Rewrite every line of the data from the line holding "Every instance of the cat's chest" through the end of the data, inclusive, adding 108 to each coordinate in the answer points. Copy the other lines, and the format samples within them, unchanged.
+ + + + + + +
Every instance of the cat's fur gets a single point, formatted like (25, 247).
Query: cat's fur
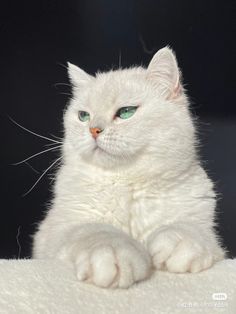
(137, 196)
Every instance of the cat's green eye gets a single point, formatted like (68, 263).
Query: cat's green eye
(126, 112)
(84, 116)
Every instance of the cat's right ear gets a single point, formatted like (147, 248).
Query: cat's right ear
(77, 76)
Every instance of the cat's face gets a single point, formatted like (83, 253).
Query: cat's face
(116, 117)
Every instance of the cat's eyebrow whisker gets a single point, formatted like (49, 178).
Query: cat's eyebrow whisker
(33, 186)
(37, 154)
(31, 132)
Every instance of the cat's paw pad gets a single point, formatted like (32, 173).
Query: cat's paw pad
(177, 251)
(112, 266)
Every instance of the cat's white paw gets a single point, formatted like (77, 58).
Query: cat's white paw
(178, 251)
(111, 261)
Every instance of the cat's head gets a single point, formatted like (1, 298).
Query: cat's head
(121, 117)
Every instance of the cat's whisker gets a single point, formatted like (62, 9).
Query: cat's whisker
(42, 175)
(37, 154)
(67, 94)
(33, 133)
(57, 137)
(62, 84)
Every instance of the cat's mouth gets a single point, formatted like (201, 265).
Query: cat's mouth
(98, 148)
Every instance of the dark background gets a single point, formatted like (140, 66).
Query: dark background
(36, 40)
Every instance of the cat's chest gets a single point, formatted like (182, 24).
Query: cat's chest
(131, 206)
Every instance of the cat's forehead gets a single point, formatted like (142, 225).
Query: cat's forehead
(114, 86)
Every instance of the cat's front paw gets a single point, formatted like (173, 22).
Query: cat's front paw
(111, 262)
(178, 251)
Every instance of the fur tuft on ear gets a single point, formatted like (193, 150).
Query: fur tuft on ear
(78, 77)
(163, 72)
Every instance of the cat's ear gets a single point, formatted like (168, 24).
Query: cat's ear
(163, 71)
(77, 76)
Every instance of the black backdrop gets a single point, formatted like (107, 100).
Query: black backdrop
(38, 37)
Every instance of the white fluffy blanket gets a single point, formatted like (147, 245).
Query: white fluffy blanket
(40, 286)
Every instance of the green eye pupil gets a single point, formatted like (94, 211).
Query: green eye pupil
(126, 112)
(84, 116)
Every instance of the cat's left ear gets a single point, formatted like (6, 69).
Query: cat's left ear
(163, 71)
(78, 77)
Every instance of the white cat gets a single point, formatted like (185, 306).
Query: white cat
(131, 193)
+ + + + + + +
▸ **Task result**
Every instance of the cat's chest gets a single point, formatted like (182, 24).
Query: cat's chest
(239, 314)
Every instance of the cat's forehead gets a single point, formatted like (142, 225).
Query: cat's forehead
(222, 194)
Every instance of the cat's front paw gets a single point, formatted like (173, 22).
Query: cat's front paw
(219, 370)
(286, 359)
Every instance of the fur tuft on ear gets a single point, formatted like (193, 150).
Query: fur tuft on ear
(186, 185)
(271, 180)
Every instance of the cat's ear gets a single point, formatted like (168, 24).
Query: cat's ear
(271, 179)
(185, 184)
Every instance of the black backdrop gets a single point, formatted like (107, 100).
Query: black backdrop
(146, 145)
Every instance of the white fluffy blanket gets a single point, formatted like (147, 245).
Query: white fluffy blanket
(148, 394)
Every instance of the green eye pupil gets a single point, formatted like (94, 211).
Query: green eye pupil
(234, 220)
(192, 224)
Every instance of the cat's left ear gets a single point, formatted like (6, 69).
Query: cat's left ear
(271, 179)
(186, 185)
Every instance of the white cat gets a single point, formatted like (185, 306).
Query: white cat
(239, 301)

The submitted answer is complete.